> **Aufgaben**:
1 - Beantworte mithilfe des Forenthreads über Gaming-PCs diese drei Fragen:
(a) Welche Art von Gehäuse empfiehlt Dr Bakterius?
(b) Bei ungefähr wie viel Euro landet man laut Nobody 2.0 mit einem System aus einer 470 und einem AMD 955?
(c) Welche Netzteile stecken laut quantenslipstream sogar in Aldi-PCs?
2 - Schreib den Forenthread über Gaming-PCs im gleichen lockeren Ton weiter, direkt im Anschluss an den letzten gezeigten Satz.

> **Textauszug**:
◇ ◇ ◇ ◇ ◇ ◇ ◇

Aber alle schnittigen Gehäuse-Fronten oder so sind aus Plastik...
Und nein, ich finde LianLi und alles andere, was genauso aussieht nicht schnittig.
Ich will weg von den Kasten, hin zum stylischen, alienhaften, solange die PC's noch als Gerät da stehen und nicht in den Bildschrimen eingebaut sind.


----------



## Dr Bakterius (27. November 2010)

Dann nimm doch so etwas wie ein HTPC Gehäuse, zwar nicht gerade billig abe rman hätte keinen Kasten aber auch keinen eingetretenen Trabant


----------



## Nobody 2.0 (27. November 2010)

Naja das Gehäuse ist geschmacks sache. Ich mag solche Plastik teile nicht. Bein mir muss da was stehen was auch mal nen Fustritt aushält und nicht gleich ein Window inside hat.

Aber denoch. solche ähnlichen gehäuse gibt es auch in der Bucht etc. Ich würde lieber zu eigenbau raten. Und wenn das Teil nur zum zocken genutzt wird dann reicht auch nen AMD. Und ein System mit ner 470 und einen AMD 955 mit guten Board zuverlässiger andere HW kommt unter die 999 € da liegt man bei so 800 und hat ein stärkeres System da stehen.


----------



## Pr0t0type (27. November 2010)

Jo da kann ich Nobody 2.0 nur zustimmen.
Hab auch AMD und ist 1a.
Aber ein i7.870 und ne GTX 460 das ist ja pervers!


----------



## quantenslipstream (27. November 2010)

Dann lieber i5 und eine GTX 470.


----------



## Pr0t0type (27. November 2010)

Ja mit nem I7-870 kannst ja N SLI mit 4 GTX 460 betreiben xD


----------



## Nobody 2.0 (27. November 2010)

quantenslipstream schrieb:


> Dann lieber i5 und eine GTX 470.



Ich denk das kann man machen wie man will. Beides ist eine möglichkeit wenngleich man mit nen AMD System etwas günstiger wegkommt. Dafür ist eben Intel nen klein wenig besser aber im Siel merkt man mehr von einer Guten Graka als von einer CPU.


----------



## quantenslipstream (27. November 2010)

Du kannst auch einen 955 kaufen und dazu eine GTX 470, aber bevor ich i7 860 und GTX 460 nehme (und unbedingt Intel haben will), würde ich eher i5 nehmen und GTX 470. Ist so gesehen am Ende der gleiche Preis, aber mit dem i5 System hat man mehr Spieleleistung.


----------



## -Masterchief- (28. November 2010)

quantenslipstream schrieb:


> Nö, in den Komplett Teilen sind immer brauchbare OEM Netzteile drin, wie Fortron, FSP, Delta oder so, die NTs sind genau für die Hardware abgestimmt und man sollte daher auch nicht zuviel umrüsten.



Jap ich habs dann ja gesehen, sind welche von Delta drinne


----------



## quantenslipstream (28. November 2010)

Dann ists ja gut. 
Komplett PC Hersteller können es sich nicht leisten billig NTs zu verbauen, die nach dem Einschalten platzen, der Imageschaden wäre zu groß.
Selbst in Aldi PCs sind gute FSP oder Deltas drin.

◇ ◇ ◇ ◇ ◇ ◇ ◇

> **Ausgelesene Einträge**:
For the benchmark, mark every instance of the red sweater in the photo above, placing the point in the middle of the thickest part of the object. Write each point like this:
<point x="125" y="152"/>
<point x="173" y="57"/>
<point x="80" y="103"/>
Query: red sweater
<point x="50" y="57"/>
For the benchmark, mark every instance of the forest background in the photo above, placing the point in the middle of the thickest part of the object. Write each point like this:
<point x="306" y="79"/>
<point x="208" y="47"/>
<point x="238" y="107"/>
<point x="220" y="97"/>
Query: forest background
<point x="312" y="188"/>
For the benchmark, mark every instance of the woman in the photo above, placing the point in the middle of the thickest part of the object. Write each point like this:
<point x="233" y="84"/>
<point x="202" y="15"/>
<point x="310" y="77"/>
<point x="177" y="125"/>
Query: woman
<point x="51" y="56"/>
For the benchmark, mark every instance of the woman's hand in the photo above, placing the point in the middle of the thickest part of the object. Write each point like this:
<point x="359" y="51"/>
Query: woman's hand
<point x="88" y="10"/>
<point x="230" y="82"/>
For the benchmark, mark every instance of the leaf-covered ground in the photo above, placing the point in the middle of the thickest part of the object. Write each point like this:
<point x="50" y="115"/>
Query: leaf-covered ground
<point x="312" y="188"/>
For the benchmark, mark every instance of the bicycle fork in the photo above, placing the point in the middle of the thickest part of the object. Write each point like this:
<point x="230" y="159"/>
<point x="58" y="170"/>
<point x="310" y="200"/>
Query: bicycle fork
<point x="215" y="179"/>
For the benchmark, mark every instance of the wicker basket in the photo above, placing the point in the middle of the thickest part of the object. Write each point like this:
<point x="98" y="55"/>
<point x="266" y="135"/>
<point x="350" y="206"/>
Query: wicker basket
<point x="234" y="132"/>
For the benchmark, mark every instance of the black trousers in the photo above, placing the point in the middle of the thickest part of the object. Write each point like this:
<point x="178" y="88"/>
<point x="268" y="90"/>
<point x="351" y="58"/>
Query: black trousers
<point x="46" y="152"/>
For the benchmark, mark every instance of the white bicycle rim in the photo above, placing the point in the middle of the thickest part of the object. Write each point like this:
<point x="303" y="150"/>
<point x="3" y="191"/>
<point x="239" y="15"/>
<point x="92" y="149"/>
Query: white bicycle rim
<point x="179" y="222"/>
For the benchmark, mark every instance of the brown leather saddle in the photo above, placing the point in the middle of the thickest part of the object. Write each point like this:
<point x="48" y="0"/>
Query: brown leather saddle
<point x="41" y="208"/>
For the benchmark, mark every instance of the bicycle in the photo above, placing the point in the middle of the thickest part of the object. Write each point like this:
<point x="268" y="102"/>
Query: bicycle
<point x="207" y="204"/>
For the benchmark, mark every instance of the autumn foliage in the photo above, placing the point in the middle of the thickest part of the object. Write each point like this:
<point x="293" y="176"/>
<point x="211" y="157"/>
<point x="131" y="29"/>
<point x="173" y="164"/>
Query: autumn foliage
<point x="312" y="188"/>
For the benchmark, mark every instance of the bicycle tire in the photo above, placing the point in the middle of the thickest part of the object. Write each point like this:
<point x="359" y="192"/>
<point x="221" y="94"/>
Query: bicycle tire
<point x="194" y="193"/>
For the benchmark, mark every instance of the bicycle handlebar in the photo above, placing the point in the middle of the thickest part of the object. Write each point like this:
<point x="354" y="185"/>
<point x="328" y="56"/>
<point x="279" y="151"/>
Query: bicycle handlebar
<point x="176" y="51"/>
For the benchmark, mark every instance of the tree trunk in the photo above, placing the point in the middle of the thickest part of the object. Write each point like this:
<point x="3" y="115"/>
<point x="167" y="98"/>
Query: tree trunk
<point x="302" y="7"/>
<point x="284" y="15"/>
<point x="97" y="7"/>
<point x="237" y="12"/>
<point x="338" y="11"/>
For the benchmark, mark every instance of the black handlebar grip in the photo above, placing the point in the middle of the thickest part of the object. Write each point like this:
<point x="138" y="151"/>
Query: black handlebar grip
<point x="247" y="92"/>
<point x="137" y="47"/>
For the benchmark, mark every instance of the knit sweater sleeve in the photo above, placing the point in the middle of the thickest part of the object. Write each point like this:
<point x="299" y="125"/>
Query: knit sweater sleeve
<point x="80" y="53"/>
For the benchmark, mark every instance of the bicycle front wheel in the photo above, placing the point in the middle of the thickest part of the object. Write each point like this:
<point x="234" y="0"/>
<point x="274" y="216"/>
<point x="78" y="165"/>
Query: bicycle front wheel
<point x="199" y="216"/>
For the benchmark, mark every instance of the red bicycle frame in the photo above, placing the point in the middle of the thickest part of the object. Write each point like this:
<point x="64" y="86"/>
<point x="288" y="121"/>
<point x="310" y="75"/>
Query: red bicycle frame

◇ ◇ ◇ ◇ ◇ ◇ ◇

> **Lösungen**:
1 -
(a) Ein HTPC-Gehäuse.
(b) Bei ungefähr 800 €.
(c) Gute Netzteile von FSP oder Delta.

2 -
Die sind zwar nur für das gedacht, was verbaut ist, aber eben ausreichend.


----------



## Regza (28. November 2010)

Eine NVIDIA® GeForce Grafikkarte, die nachträglich sogar mit einer  zweiten Karte im SLI®-Modus kombiniert werden kann, sorgt für das  Nonplusultra an Grafikleistung bei 3D-Games. Die Grafikkarten arbeiten  im Verbund und treiben Deine Frames per Second (FPS) in die Höhe –  wirklich völlig egal bei welcher Auflösung.

Der Intel® Core™ i7 Prozessor setzt einen neuen Maßstab für  Multicore-Leistung. Er basiert auf modernster Intel®-Technik und steht  für absolute Höchstleistung.

Wenn ich sowas schon höre , gtx 460 - egal welche Auflösung!xD


----------



## quantenslipstream (28. November 2010)

Regza schrieb:


> Eine NVIDIA® GeForce Grafikkarte, die nachträglich sogar mit einer zweiten Karte im SLI®-Modus kombiniert werden kann, sorgt für das Nonplusultra an Grafikleistung bei 3D-Games. Die Grafikkarten arbeiten im Verbund und treiben Deine Frames per Second (FPS) in die Höhe – wirklich völlig egal bei welcher Auflösung.
> 
> Der Intel® Core™ i7 Prozessor setzt einen neuen Maßstab für Multicore-Leistung. Er basiert auf modernster Intel®-Technik und steht für absolute Höchstleistung.


 
Jup, sowas ähnliches steht bei ATI/AMD.


----------



## Dr Bakterius (28. November 2010)

Wer den Wahlversprechen der Bundesregierung glaubt darf den Werbeversprechen der Media und Geizhalsfraktion ruhig glauben schenken. Und wer den Acer schick findet muss beim AWB arbeiten. Sorry für OT


----------



## bshro (23. Dezember 2010)

Hallo alle zusammen.

Kann mir jemand die genauen verbauten Komponenten in den Acer Predator vom Media markt nennen. Ich meine nicht die allgemeinen. Sondern die genauen z.b. Mainboard MSI xxx.xxx.


----------



## Dr Bakterius (23. Dezember 2010)

Hallo einer alleine und willkommen im Forum,
ich glaube könnte einfacher zu googeln sein, bzw gehst mal zum Blöd - Markt und läßt dir mal das Gehäuse öffnen und wirfst einen Blick hinein. So ohne genaue Bezeichnung bringt es nicht viel da die mehrere Modelle haben. Aber vielleicht meldet sich hier ja noch jemand der diesen Rechner sein eigen nennt


----------



## bshro (24. Dezember 2010)

Ich habe ja den Rechner gekauft. Seit 3 Tagen google ich schon. Es ist aber nichts zu finden. Auch das aufschrauben des Gehäuses hat mich nicht weiter gebracht. Alle Herstellerhinweise der Komponenten wurden sorgfällig entfernt/überklebt. Deshalm ja meine Frage.
Das ""Handbuch" ist nämlich für den Ar*****. Es exestieren Einstellungsmenüs die ich so noch nicht gesehen habe (wärend des POST). Deshalb erhoffe ich mir Aufschluss darüber aus den original Dokumentationen der Hersteller.


----------



## quantenslipstream (24. Dezember 2010)

Dann lad dir mal CPUz runter und schau nach, was das Programm anzeigt.


----------



## bshro (24. Dezember 2010)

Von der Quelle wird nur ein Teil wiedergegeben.